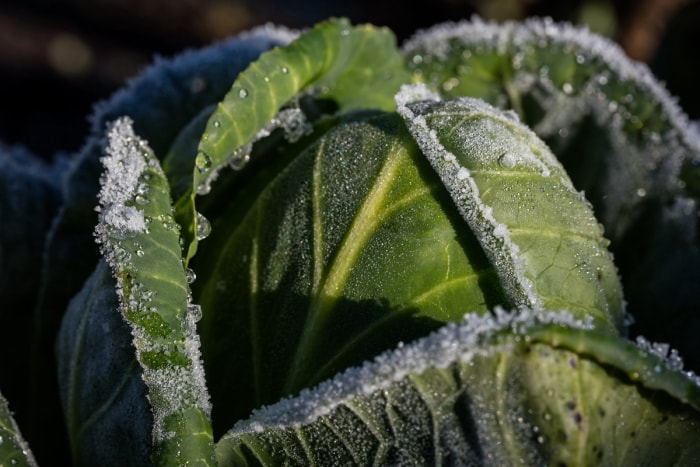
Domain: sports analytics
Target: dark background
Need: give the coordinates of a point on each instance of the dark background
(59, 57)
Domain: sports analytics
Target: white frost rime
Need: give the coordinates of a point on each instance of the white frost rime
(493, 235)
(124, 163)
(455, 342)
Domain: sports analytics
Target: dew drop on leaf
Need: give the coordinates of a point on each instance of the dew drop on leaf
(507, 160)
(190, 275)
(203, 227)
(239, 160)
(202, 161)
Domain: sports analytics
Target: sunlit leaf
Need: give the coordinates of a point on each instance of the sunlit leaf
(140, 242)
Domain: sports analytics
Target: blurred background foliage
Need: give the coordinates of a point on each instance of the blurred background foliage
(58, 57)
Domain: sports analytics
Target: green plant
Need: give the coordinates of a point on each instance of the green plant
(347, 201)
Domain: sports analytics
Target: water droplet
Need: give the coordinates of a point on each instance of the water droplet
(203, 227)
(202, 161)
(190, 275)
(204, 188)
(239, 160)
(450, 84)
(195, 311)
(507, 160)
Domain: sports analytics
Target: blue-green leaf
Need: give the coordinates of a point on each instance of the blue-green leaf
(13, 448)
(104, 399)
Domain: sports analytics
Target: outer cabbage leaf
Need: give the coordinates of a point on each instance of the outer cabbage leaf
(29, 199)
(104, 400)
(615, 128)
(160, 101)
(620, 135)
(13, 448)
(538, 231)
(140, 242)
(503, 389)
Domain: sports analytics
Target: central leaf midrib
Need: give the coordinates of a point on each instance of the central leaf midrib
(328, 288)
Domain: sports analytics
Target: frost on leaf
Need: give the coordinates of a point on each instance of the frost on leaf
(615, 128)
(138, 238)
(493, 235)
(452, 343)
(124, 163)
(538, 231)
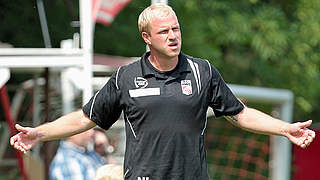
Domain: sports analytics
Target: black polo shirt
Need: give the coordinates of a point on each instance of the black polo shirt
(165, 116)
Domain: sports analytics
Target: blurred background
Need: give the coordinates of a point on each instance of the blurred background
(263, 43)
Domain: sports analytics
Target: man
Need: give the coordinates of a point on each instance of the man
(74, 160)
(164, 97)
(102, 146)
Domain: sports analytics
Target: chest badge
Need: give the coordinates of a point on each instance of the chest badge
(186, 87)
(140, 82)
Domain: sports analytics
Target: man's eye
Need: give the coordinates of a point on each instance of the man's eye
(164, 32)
-------
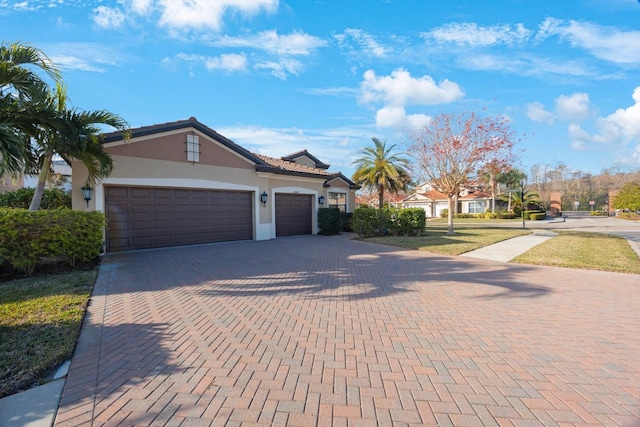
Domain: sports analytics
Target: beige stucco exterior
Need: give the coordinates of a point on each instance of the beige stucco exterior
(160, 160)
-------
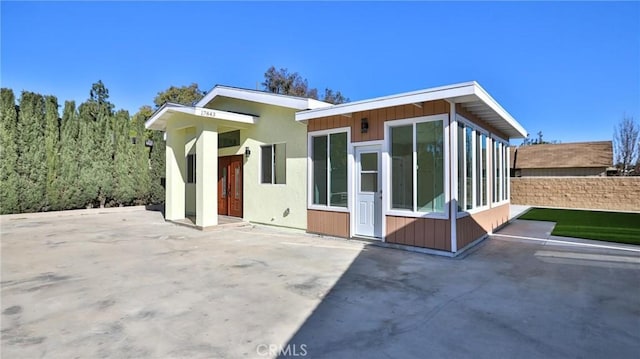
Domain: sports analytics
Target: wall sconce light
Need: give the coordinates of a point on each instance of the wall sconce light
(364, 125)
-------
◆ Problem description
Extract each line of the listing above that contains the word "shirt" and copy those lines unchanged.

◆ Worked answer
Target: black polo shirt
Need: give the coordinates of a point on each instance of the black polo shirt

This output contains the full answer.